▶ [Selected passage]:

* begin *

Fly Ag Tech


This first installment of the drone newsletter series will provide an overview of different drone airframes, their sensors and several mapping options.

There are three ways a producer can get drone technology:

  1. They can personally purchase, maintain, and employ a drone
  2. They can borrow services from a neighbor, friend or Co-op
  3. Or they can hire a 3rd party service provider.

As with any new equipment purchase, the producer needs to determine their requirements before making a commitment to any method. The product – be it a picture, video or map – should enhance producer decision-making.

There are two main categories of drones – consumer-grade and commercial-grade.

  • Consumer-grade drones such as a DJI Phantom or a 3DR Solo are relatively inexpensive but have shorter flight time, poorer wind capabilities and usually do not have high quality sensors or mapping software. These aircraft will produce on-demand overhead pictures or videos of the field or farm, which can give the producer a complete picture of the field and enhance crop scouting.

* end *

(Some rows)
* begin *

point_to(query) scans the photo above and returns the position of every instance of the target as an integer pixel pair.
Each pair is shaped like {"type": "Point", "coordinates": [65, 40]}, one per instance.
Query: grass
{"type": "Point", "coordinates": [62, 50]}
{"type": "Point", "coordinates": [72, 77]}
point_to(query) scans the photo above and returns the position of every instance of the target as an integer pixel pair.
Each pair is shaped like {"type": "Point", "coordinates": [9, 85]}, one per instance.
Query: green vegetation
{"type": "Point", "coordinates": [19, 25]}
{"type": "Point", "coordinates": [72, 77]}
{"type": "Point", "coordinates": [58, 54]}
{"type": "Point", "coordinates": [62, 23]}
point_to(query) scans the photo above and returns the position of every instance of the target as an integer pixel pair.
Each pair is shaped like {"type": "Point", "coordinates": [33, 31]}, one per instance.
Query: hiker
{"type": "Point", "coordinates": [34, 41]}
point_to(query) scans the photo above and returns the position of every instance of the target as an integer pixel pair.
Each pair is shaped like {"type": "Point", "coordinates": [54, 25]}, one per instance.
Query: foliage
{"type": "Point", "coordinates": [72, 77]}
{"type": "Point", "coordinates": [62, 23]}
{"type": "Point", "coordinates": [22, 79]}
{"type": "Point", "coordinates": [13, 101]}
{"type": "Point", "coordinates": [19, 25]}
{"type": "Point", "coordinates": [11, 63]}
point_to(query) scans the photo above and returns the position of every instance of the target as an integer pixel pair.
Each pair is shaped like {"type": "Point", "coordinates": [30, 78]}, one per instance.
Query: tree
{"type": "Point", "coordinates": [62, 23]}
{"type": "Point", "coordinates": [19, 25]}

* end *

▶ [Task instructions]:
(1) Shorten the paragraph of the drone newsletter that begins "As with any new equipment purchase," keeping its main facts.
(2) Write the next part of the drone newsletter, picking up after its last sentence.

▶ [Exercise results]:
(1) As with any equipment purchase, a producer should determine their requirements before committing to a method. The resulting picture, video or map should improve the producer's decision-making.

(2)
  • Commercial-grade drones such as the Ag Eagle or the eBee are more expensive but have longer flight times, can operate in higher winds and can carry much larger and higher quality on-board sensors. These aircraft are used in conjunction with mapping software to create data-driven products to aid with farm decisions.

Sensors and camera capabilities

Many consumer-grade drones come with a GoPro style video camera. These cameras produce high quality video imagery and pictures, which may be useful for visual crop scouting or general farm condition awareness. However, high quality mapping requires the use of a Near Infrared (NIR) or high-end RGB (Red Green Blue) camera and access to mapping software.

These cameras are heavier and require a larger drone to carry them. As with the drone, the producer should evaluate the sensor requirement before making a sensor purchase.

Mapping applications available

The drone industry is truly in its infancy. The maps, products, and uses for these wonderful tools will continue to develop. But there are already many tested products the drone can produce for the ag industry. With the right sensor and software, drones can produce products ranging from 3D maps of buildings and land, to visualizations that determine the rise and run of the ground within centimeters, to maps that support prescription application of nitrogen, to a visual reference that supports a crop insurance claim.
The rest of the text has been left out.